Tâches à réaliser ▸
1. Résumez en deux phrases le texte sur les orphelins en Haïti.
2. Recopiez à l'identique le passage du texte sur les orphelins en Haïti qui commence par les mots contenant « Des orphelins par » et s'achève sur « des Haïtiens ? ».
3. Prolongez le texte sur les orphelins en Haïti à partir de sa dernière phrase.

___ Texte fourni ___

Quel financement pour accompagner les nouveaux orphelins en Haïti ?

Derrière l’annonce de l’assassinat d’un nouveau membre de la population haïtienne, des personnalités très connues comme des anonymes dans la société, il faudra compter des dizaines de proches, et des centaines de parents, qui, de près ou de loin, porteront le deuil imposé dans le décor terrorisant de l’Haïti, de l’après-Jovenel Moïse.

Drame collectif majeur, les professionnels des sciences sociales, en particulier des économistes, des financiers, des comptables, des sociologues, anthropologues, des éducateurs, des psychologues et d’autres travailleurs qui disposent des expertises pour accompagner les familles en deuil, sont invités à proposer les meilleurs diagnostiques et des recommandations appropriées, à la fois pratiques, cohérentes et durables pour aider la société haïtienne à se révéler d’ici les vingt-cinq et cinquante prochaines années ?

Dette morale, tant pour l’État que pour les élites et la société en général, dans son ensemble, qu’il faudra obligatoirement payer face à la faillite des systèmes de sécurité publique, face à l'épuisement des institutions de sûreté à sécuriser les frontières, et sans oublier devant l'incapacité des autres institutions publiques à socialiser cette frange importante de la population devenue les nouveaux bourreaux de la société, entre autres les assassins de l’avenir de la jeunesse haïtienne.

Dans l’histoire contemporaine de la société haïtienne, le suicide collectif se traduit parfois par la soif de pouvoir à prix, la survie et le sauve-qui-peut laissent tellement des traces de sang dans des milliers de familles. Face aux pertes des proches parents et des enfants, les actuels et futurs dirigeants politiques, autant que les acteurs économiques devraient prendre le temps de penser à ces nombreuses familles en deuil, parmi les plus connues et surtout celles qui sont les plus marginalisées dans cette dynamique migratoire et d'éclatement social.

Des orphelins par dizaine dans plusieurs quartiers continuent de compléter cette sombre liste de victimes condamnées à l’oubli presque total dans la société. Quels sont les programmes sociopolitiques et économiques à mettre en œuvre pour secourir ces nouveaux orphelins des violences déshumanisantes, terrorisantes et traumatisantes qui guettent le quotidien des Haïtiens ?

___ Matériel fourni ___

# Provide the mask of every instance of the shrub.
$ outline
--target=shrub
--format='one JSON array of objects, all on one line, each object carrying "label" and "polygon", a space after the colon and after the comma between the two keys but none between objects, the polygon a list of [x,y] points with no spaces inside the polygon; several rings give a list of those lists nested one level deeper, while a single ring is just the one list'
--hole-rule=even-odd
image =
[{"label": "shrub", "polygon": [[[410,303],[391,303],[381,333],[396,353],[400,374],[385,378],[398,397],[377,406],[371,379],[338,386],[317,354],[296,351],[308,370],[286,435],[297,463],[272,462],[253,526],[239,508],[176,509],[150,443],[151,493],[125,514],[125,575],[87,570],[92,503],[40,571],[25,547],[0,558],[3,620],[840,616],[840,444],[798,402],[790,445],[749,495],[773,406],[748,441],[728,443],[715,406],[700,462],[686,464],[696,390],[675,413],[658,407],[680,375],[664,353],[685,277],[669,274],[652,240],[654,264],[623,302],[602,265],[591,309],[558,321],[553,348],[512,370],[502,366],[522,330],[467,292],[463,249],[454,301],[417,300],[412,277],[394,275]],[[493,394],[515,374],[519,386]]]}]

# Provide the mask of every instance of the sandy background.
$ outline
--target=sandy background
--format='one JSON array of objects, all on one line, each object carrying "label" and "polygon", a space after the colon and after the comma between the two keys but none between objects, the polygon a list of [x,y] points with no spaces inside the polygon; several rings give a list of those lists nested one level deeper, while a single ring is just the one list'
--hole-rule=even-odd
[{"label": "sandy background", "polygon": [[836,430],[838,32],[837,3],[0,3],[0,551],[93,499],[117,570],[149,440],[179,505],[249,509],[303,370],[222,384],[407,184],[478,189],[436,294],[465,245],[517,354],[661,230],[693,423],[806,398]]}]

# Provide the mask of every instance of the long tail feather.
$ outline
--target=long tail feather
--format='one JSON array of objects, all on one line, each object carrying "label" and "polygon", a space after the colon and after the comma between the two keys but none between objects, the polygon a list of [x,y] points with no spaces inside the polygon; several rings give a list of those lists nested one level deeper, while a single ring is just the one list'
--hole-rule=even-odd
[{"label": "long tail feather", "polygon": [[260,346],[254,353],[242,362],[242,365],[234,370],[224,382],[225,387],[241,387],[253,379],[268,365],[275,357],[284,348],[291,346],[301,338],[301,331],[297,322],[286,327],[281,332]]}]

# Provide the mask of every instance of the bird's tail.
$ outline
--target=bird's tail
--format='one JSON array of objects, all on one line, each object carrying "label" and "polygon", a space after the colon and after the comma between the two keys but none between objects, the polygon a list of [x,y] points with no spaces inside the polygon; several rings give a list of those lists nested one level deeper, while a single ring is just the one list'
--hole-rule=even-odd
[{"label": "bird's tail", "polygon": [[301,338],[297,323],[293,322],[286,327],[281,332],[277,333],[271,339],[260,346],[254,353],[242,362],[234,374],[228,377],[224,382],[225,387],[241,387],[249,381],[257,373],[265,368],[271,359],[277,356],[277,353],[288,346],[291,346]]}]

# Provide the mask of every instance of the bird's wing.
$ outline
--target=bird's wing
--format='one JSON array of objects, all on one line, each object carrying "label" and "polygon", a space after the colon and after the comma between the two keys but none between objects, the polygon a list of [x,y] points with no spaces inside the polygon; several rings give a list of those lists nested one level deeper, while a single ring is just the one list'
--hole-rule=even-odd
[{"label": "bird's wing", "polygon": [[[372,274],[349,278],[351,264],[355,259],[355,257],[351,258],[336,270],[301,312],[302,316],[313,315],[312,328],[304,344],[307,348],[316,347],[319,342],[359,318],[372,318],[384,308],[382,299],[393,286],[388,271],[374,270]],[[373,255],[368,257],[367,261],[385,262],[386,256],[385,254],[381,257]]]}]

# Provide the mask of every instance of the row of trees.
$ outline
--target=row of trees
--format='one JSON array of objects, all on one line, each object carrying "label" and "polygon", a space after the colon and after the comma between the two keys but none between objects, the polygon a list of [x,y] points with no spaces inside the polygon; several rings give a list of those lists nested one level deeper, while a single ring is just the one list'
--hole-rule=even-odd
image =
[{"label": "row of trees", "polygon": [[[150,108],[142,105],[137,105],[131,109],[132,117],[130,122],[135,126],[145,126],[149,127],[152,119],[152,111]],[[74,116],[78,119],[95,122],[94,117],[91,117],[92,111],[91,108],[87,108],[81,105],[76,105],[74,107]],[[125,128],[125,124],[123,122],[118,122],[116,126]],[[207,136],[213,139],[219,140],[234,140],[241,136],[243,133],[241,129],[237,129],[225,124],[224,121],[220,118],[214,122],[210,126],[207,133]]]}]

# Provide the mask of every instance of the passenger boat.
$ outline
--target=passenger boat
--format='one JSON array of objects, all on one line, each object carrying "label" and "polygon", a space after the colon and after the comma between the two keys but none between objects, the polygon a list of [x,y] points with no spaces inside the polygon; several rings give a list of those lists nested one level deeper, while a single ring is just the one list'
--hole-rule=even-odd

___

Réponses ▸
1. Derrière chaque assassinat en Haïti, des dizaines de proches et des centaines de parents portent le deuil, et les professionnels des sciences sociales sont invités à proposer des diagnostics et des recommandations pour accompagner les familles endeuillées. L'État, les élites et la société ont une dette morale face à la faillite des systèmes de sécurité publique, tandis que des orphelins par dizaines restent presque oubliés, ce qui pose la question des programmes à mettre en œuvre pour les secourir.

2.
Des orphelins par dizaine dans plusieurs quartiers continuent de compléter cette sombre liste de victimes condamnées à l’oubli presque total dans la société. Quels sont les programmes sociopolitiques et économiques à mettre en œuvre pour secourir ces nouveaux orphelins des violences déshumanisantes, terrorisantes et traumatisantes qui guettent le quotidien des Haïtiens ?

3.
Des survivants chanceux ne devraient pas se contenter de partir vers d’autres cieux, ou pour prendre possession des ruines laissées par ces personnes assassinées. Il nous faut à tout prix panser les plaies béantes de ces esprits orphelins.

Dans le prochain budget de la République, on devra inévitablement réinventer la rubrique qui sera consacrée à ces nouvelles victimes ? À combien s'élèvera le pourcentage qui sera non pas dédié à la mémoire des morts de trop, mais surtout destiné à accompagner ces nouvelles orphelines et orphelins haïtiens ? Quels sont les projets innovants en matière d’assistance sociale qu’il faudra inventer pour tenter de sauver l'équilibre mental, moral, social et financier de ces enfants et parents orphelins ?

Dans de nombreux quartiers, ils sont encore présents parmi les survivants, mais absents dans la liste des personnes qui semblent n'éprouver presque plus d’amour pour leur patrie, et ne bénéficiant pas assez d’empathie de leur semblable ? Combien de centimes faut-il économiser pour ces victimes ? Quels sont les projets, les programmes ou les promesses qu’il faudra matérialiser pour réduire les conséquences économiques et psychologiques de ces deuils importés et imposés aux nombreuses et paisibles familles évoluant dans le département de l’Ouest, de l’Artibonite, des Nippes entre autres ?

Déjà trop tard pour ressusciter des morts de trop. Mais encore très tôt pour anticiper les impacts négatifs de ces deuils dans les nombreuses familles haïtiennes. Il est venu le temps d’inventorier les familles des victimes, et de répertorier les orphelins de la République d’Haïti, victimes de cette économie de la violence, pour reprendre le titre de l’ouvrage de Fritz Jean, dans son constat de la tragédie actuelle en cours. L’heure est à la réparation morale, mentale, familiale et sociale des torts causés à ces anciens et nouveaux orphelins, avant de passer à l'étape de la réconciliation indispensable pour relever la société.